A focus group evaluation was conducted on the Los Niños Bien Educados parenting course to investigate how a cultural frame of reference used in parenting classes for Latinos affects the experiences of the parents who attend them. The findings suggested that a cultural frame of reference in parenting courses for Latinos results in increased motivation to continue attending the classes, stronger connection to the course and information, improved parent-child relationships, improvement in cultural adjustment to the U.S., and improved learning of parenting skills.

Henry J. Ortiz
Consultant and Psych Assistant
Monterey Park, California
Internet Address:

Scott W. Plunkett
Associate Professor
California State University Northridge
Northridge, California
Internet Address:

Latinos, many of whom are immigrants, are the second largest panethnic group in the U.S., with Whites being the first (U.S. Census Bureau, 2000). Hence, designing and delivering culturally appropriate programs to Latinos are primary concerns of Extension educators (Schauber & Castania, 2001).

------------------------------

● TO DO
List each outcome that the passage on the Los Niños Bien Educados parenting course says results from using a cultural frame of reference in parenting courses for Latinos.

● DATA LINES
------------------------------

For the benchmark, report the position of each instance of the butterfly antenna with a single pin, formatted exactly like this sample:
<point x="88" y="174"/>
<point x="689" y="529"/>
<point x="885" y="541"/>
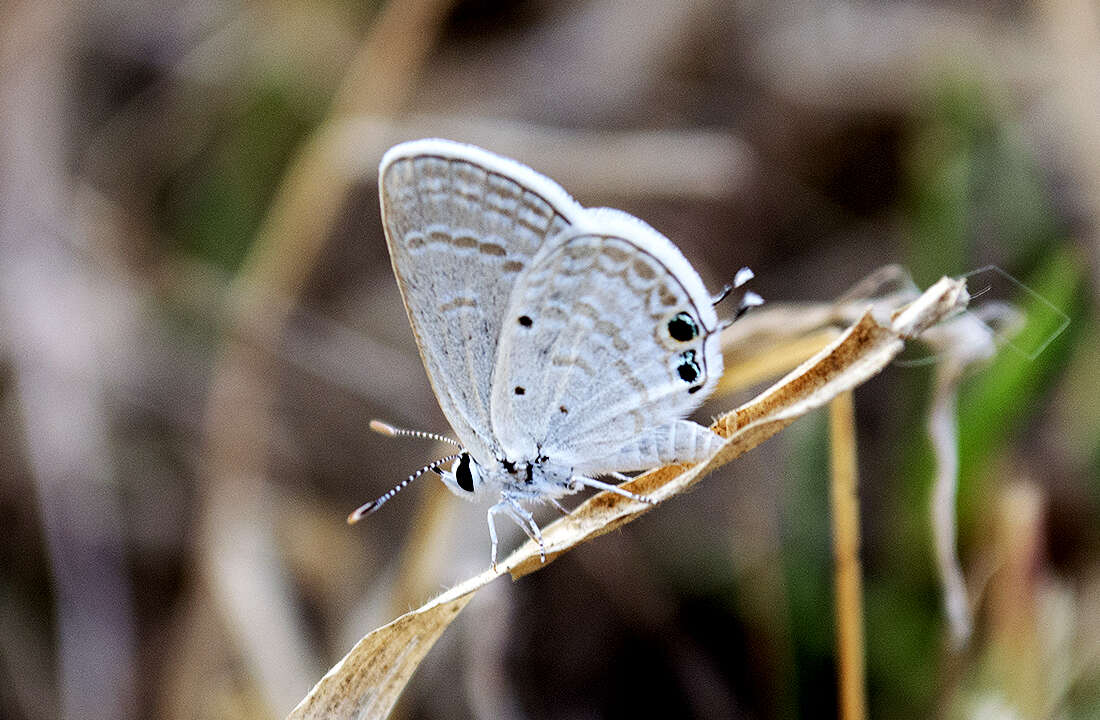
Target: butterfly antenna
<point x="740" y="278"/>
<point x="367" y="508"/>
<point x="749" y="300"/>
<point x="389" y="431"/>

------------------------------

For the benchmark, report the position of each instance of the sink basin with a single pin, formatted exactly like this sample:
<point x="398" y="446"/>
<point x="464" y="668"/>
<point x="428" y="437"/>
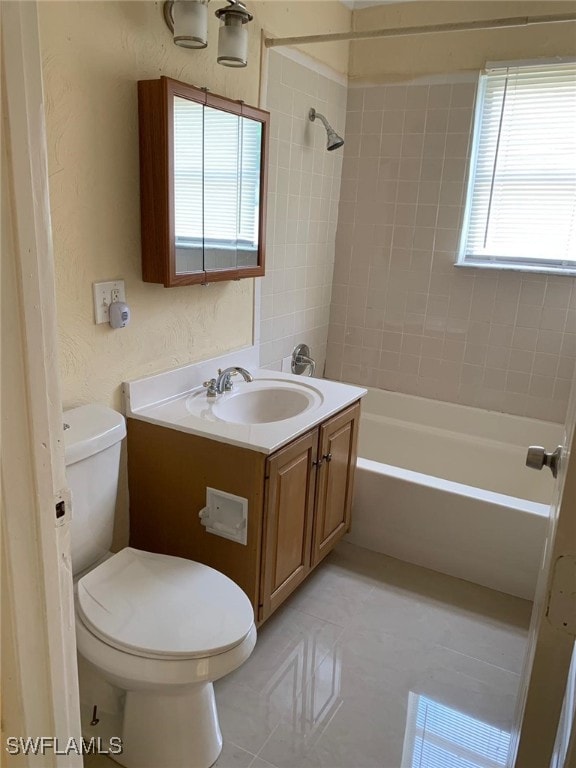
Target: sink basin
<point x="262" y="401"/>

------------------------------

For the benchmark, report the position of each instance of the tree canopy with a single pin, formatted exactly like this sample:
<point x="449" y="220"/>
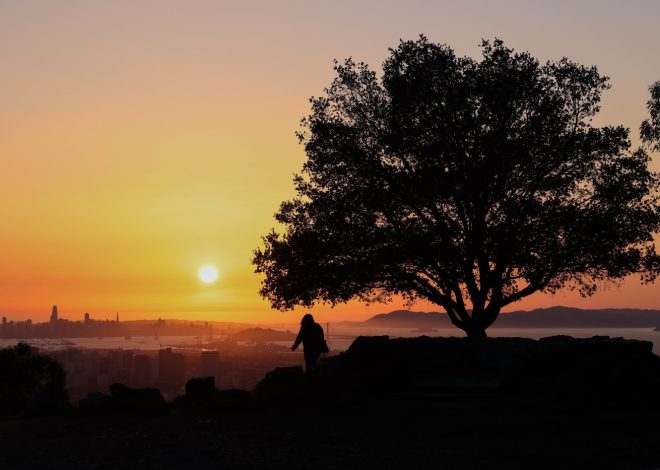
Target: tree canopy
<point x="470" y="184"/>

------------------------------

● SOLUTION FOR THIS PROBLEM
- Increased motivation to continue attending the classes
- Stronger connection to the course and information
- Improved parent-child relationships
- Improvement in cultural adjustment to the U.S.
- Improved learning of parenting skills